━━━ Data listing

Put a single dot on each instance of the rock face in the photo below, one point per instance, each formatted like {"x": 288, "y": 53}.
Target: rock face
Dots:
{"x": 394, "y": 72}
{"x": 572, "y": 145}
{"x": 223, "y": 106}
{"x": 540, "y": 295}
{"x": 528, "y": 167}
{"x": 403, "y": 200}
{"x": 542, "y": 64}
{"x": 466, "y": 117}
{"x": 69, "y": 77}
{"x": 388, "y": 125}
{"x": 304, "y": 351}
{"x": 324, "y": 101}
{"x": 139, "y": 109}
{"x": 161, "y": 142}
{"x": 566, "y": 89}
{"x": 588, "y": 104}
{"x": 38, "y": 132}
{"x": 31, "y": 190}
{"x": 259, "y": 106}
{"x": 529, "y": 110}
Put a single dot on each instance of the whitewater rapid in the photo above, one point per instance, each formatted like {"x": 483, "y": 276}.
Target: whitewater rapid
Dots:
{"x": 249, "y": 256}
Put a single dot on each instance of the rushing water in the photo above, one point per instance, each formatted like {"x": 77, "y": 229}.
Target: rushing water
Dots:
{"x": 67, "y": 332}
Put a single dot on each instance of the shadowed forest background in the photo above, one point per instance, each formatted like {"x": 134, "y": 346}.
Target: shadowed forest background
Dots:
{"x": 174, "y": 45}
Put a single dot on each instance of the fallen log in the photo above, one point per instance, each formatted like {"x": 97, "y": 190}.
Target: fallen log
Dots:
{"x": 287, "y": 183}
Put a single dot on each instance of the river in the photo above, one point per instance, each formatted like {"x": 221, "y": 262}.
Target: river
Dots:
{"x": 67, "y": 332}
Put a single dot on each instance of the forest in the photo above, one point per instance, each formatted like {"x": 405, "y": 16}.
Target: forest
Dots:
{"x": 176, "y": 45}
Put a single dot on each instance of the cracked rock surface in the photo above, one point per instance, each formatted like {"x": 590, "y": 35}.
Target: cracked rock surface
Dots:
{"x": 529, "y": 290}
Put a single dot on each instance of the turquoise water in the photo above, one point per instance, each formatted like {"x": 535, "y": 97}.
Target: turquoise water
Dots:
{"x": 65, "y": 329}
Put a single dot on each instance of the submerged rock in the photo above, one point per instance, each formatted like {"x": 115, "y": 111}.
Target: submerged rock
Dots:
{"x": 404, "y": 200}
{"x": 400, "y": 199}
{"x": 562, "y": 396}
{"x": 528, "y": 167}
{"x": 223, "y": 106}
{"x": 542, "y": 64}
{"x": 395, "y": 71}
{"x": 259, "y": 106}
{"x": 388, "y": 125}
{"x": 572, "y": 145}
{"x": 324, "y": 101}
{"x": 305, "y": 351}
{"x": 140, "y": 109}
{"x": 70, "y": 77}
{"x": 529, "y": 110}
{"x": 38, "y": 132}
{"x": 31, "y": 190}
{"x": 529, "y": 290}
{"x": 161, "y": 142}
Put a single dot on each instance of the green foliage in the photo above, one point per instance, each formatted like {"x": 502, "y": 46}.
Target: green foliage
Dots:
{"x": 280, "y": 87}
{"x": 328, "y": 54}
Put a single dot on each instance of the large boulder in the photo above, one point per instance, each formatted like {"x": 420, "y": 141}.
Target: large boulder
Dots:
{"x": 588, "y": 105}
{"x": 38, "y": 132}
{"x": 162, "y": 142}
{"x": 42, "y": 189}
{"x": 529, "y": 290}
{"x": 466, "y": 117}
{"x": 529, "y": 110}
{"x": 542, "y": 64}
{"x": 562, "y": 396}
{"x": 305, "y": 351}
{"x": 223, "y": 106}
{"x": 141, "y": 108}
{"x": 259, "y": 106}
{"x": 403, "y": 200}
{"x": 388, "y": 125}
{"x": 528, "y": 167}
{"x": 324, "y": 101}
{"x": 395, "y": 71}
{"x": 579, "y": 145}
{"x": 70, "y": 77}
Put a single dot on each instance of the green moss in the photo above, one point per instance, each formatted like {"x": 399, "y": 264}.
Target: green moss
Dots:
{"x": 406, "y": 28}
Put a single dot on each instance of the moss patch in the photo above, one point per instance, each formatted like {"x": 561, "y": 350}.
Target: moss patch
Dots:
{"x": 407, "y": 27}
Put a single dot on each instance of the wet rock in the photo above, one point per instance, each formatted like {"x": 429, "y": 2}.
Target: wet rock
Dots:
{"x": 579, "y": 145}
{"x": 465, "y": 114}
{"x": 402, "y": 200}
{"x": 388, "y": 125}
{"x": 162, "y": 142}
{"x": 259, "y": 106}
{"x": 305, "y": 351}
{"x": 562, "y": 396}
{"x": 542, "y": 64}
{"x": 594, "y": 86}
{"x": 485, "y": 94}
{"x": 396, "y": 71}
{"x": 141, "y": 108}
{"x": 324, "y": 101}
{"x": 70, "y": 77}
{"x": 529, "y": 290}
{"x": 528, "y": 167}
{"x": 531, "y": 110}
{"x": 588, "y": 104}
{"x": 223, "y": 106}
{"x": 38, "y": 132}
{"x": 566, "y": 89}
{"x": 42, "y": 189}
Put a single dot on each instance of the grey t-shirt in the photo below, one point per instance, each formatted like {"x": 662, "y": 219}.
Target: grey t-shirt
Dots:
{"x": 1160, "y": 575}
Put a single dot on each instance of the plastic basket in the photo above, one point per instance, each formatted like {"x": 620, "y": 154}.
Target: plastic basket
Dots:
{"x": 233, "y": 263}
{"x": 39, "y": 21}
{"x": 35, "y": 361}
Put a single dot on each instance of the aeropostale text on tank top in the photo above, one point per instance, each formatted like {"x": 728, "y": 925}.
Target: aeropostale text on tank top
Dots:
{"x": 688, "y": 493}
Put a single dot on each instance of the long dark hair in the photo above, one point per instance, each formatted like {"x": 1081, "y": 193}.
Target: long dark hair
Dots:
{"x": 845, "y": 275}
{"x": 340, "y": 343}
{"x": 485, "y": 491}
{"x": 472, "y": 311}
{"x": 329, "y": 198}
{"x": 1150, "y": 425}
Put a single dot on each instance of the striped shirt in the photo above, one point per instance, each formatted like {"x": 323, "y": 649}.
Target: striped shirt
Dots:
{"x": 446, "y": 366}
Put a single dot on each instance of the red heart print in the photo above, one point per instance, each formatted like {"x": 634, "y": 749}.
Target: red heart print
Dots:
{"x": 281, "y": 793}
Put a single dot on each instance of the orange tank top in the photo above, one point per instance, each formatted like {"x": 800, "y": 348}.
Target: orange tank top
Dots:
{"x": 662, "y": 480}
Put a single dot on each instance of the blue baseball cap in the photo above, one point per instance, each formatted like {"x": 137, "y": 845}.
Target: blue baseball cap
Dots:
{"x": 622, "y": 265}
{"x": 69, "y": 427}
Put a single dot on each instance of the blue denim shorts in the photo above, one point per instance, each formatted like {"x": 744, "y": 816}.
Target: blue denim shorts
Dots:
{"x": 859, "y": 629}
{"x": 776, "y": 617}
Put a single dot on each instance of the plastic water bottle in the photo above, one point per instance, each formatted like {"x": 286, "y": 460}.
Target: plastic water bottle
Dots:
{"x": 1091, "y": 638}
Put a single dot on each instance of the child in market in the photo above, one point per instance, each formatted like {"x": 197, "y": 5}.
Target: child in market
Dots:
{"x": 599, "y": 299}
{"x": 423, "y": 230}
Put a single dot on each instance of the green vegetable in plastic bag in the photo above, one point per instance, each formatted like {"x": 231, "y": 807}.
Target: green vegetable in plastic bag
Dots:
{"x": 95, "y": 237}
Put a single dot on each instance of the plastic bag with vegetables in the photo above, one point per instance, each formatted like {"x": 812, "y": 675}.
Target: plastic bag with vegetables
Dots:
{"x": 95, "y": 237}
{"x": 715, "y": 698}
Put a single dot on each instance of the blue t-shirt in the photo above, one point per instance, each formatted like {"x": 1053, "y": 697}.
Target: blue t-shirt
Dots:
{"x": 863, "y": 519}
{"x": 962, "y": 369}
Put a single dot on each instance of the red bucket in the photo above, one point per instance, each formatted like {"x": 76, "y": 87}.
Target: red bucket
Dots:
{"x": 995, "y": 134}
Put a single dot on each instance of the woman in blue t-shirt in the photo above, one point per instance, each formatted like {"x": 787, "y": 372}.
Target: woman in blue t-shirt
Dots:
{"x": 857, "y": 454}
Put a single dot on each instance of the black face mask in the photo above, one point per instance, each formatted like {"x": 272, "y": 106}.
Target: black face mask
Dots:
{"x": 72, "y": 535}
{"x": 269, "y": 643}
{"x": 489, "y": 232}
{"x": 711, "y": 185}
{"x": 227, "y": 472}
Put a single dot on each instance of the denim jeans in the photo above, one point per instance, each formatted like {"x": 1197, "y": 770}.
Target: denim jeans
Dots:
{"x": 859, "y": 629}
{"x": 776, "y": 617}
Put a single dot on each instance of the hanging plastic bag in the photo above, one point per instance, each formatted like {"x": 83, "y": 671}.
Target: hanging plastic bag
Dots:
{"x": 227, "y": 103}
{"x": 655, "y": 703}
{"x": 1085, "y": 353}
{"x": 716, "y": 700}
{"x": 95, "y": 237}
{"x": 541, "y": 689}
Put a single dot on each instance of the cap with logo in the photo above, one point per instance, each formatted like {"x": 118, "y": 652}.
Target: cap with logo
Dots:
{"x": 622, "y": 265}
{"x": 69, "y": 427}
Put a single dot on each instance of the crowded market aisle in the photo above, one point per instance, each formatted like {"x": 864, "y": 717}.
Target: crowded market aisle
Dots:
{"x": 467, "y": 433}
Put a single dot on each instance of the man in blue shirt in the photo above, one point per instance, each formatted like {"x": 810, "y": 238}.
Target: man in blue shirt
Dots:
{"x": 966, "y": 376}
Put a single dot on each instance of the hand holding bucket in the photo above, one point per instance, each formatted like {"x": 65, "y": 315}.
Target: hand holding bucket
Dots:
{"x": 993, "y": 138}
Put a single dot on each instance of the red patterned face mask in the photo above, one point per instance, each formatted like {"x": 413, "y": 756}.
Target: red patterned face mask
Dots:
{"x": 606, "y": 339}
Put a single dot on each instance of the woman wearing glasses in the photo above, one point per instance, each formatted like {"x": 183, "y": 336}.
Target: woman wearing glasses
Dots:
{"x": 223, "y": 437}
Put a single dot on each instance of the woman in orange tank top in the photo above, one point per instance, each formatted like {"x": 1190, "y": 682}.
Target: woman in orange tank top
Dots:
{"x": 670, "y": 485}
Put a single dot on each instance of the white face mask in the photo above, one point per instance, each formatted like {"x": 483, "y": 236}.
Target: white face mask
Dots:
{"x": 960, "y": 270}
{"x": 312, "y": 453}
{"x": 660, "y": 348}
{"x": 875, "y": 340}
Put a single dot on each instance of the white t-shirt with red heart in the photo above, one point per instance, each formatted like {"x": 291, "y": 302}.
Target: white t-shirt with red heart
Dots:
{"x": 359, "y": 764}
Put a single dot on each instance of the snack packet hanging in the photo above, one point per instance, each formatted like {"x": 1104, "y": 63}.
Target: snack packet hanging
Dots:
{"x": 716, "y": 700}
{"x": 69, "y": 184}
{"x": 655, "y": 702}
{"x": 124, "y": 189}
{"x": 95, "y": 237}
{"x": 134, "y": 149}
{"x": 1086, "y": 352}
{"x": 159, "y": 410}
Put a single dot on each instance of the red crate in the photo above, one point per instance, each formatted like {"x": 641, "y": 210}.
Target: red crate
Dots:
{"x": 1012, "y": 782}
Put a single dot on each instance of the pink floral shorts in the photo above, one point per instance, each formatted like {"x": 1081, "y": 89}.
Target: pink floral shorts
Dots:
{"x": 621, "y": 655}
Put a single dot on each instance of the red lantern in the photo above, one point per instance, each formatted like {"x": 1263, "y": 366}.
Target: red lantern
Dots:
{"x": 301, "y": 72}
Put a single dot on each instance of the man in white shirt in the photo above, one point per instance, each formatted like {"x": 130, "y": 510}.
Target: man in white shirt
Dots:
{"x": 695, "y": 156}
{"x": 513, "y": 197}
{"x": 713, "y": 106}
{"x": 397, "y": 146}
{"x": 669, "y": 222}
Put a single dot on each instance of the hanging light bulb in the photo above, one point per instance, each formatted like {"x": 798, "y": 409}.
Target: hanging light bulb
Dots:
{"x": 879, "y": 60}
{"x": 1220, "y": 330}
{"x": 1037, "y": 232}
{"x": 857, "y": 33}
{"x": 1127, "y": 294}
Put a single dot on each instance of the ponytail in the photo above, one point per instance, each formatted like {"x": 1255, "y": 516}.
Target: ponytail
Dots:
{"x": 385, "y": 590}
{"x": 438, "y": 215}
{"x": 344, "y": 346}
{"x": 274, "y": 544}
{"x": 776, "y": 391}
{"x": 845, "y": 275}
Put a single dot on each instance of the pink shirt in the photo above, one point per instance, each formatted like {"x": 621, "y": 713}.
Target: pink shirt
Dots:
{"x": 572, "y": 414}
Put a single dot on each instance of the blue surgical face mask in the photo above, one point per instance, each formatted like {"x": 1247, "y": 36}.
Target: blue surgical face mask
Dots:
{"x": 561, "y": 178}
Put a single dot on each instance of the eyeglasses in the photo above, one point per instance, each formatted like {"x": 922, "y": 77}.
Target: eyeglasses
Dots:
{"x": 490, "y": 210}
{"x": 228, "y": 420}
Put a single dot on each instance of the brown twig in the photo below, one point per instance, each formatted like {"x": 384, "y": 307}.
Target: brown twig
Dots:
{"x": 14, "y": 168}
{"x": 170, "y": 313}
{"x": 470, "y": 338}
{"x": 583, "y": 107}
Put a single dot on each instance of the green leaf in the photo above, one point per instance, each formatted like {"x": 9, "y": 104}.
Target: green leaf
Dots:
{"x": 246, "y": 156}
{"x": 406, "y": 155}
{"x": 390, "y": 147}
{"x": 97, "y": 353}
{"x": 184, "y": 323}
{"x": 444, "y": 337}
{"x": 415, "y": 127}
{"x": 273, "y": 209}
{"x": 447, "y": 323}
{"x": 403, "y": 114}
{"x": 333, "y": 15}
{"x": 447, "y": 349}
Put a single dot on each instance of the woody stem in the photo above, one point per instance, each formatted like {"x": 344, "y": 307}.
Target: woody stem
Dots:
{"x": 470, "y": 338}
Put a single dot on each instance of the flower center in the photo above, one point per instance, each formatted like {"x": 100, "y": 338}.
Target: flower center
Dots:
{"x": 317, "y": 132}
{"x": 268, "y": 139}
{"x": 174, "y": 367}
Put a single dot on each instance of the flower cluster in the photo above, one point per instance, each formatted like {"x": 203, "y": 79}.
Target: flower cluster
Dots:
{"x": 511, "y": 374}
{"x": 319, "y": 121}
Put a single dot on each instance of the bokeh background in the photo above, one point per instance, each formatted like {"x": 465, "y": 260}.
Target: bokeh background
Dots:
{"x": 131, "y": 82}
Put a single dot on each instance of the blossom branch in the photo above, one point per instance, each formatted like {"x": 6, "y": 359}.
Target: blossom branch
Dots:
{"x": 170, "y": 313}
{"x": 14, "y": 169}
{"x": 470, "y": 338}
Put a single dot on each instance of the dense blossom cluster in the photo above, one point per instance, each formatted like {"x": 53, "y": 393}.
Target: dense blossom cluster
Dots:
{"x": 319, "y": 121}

━━━━━━

Work task —
Search the records for the word "ponytail", then list every line that has it.

Exercise result —
Put a single dot on each instance of the ponytail in the photo above, one point per instance, each formatted like {"x": 1255, "y": 516}.
Target: ponytail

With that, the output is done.